Director Danny Boyle’s first foray into the zombie genre in 2002 was incredibly successful and refreshing, using real painting, digital video (DV) cameras and low-budget filmmaking techniques to create a dreamlike world that is bizarre, uncanny and lonely. The 2025 sequel fakes these formal choices, and the unique feeling of early digital filmmaking is completely abandoned. What Boyle seems more concerned with is integrating as many different plot points into the film as he can, possibly to distract from the constant CGI zombie penises and unrealistic set design we’re left with. Integral, climactic scenes are destroyed by ugly prop work and overly CGIed zombies.

After starting so strongly in its first installment, to not develop the franchise’s logic and artistry in this sequel is a complete disappointment. Boyle has an incredible opportunity to advance the first film’s argument in a world that has never needed this conversation more. In 2025, 28 Years Later has an audience living in a world enduring the aftermath of a global pandemic, a climate crisis, genocides and other atrocities. The audience is ripe for these moral questions, and yet the film fails to strengthen its criticality and meet them where they are nearly three decades later. The film’s refusal to adapt to modern reality weakens its credibility and makes the use of archival footage and choppy digital filters inexplicable. Everything that was great about the first film is dead in 28 Years Later. ■

28 Years Later (directed by Danny Boyle)

28 Years Later is now playing in Montreal theatres.

————————

Can you return everything in the 28 Years Later review from "Director Danny Boyle’s" down to "overly CGIed zombies.", copied word for word?

[Saved entries]
————————

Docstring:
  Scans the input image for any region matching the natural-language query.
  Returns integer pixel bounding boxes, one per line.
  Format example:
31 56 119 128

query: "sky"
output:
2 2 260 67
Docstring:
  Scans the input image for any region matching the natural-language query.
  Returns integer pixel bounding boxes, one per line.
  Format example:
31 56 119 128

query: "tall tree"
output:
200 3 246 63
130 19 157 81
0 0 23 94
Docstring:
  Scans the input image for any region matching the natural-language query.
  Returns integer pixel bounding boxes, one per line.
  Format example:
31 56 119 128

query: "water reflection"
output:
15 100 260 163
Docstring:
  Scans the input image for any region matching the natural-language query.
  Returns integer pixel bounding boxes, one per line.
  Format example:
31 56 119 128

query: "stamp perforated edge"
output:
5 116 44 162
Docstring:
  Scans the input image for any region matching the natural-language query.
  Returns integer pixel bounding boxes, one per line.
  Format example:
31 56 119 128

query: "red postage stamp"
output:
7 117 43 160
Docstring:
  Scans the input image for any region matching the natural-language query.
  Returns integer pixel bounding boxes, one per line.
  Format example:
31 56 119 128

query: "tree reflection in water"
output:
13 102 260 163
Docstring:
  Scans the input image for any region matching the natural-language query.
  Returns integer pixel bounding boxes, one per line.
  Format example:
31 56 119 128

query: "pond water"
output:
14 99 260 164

————————

> [ANSWER TO THE PROBLEM]:
Director Danny Boyle’s first foray into the zombie genre in 2002 was incredibly successful and refreshing, using real painting, digital video (DV) cameras and low-budget filmmaking techniques to create a dreamlike world that is bizarre, uncanny and lonely. The 2025 sequel fakes these formal choices, and the unique feeling of early digital filmmaking is completely abandoned. What Boyle seems more concerned with is integrating as many different plot points into the film as he can, possibly to distract from the constant CGI zombie penises and unrealistic set design we’re left with. Integral, climactic scenes are destroyed by ugly prop work and overly CGIed zombies.